| TASK DETAILS |
Once the lines below holding the string "target" are counted, give that number alone.

Dataset entries:
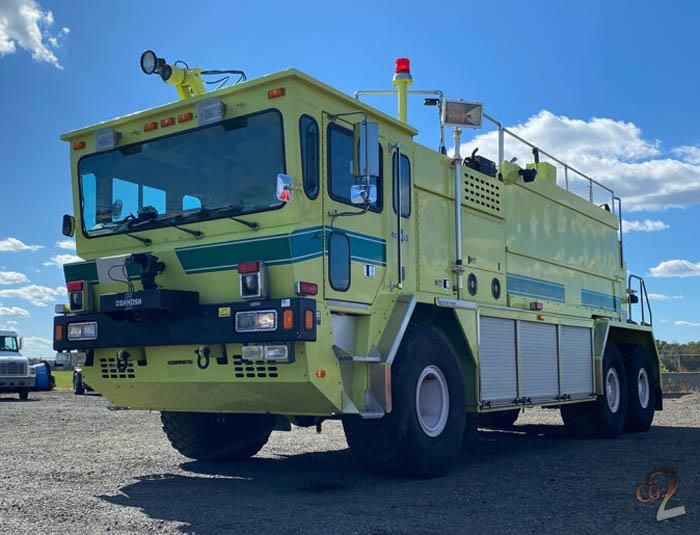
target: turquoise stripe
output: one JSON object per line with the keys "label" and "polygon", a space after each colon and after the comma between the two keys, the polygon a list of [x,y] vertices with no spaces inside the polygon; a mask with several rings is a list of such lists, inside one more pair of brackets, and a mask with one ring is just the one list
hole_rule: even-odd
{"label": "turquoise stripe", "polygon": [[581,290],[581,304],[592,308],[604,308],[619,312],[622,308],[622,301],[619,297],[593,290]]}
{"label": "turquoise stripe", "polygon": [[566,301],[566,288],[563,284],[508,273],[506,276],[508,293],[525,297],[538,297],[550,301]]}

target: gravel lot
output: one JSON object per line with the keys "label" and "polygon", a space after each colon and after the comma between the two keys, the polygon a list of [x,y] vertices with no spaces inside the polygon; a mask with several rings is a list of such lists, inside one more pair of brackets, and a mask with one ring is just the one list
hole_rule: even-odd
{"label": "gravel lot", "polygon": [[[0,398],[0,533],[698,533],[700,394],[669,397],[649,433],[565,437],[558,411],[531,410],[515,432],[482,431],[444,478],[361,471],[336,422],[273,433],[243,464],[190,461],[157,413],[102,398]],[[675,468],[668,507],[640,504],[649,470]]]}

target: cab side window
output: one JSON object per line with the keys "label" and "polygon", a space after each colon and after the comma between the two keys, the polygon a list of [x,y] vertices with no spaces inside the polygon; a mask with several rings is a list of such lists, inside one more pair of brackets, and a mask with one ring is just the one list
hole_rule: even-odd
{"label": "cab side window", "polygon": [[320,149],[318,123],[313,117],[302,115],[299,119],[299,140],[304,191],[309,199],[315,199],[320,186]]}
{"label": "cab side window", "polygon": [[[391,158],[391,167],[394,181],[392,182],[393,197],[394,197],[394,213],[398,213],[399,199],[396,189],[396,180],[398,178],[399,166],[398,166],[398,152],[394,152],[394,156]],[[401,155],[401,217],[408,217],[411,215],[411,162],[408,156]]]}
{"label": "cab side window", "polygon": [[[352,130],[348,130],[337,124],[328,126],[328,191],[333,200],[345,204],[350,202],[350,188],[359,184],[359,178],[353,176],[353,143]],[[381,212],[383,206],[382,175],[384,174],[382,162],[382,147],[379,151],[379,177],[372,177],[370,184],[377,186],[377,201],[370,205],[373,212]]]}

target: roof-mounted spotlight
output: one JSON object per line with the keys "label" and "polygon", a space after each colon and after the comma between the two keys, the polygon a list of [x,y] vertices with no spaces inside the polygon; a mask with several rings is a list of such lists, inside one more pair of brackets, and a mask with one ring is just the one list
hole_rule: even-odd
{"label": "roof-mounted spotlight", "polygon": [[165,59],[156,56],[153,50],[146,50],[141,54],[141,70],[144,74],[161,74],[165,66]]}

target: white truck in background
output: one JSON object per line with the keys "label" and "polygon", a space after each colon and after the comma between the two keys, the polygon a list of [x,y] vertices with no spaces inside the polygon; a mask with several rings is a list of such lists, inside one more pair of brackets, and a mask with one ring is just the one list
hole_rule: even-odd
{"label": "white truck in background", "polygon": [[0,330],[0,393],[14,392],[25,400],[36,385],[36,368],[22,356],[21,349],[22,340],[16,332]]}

| WRITTEN SOLUTION |
5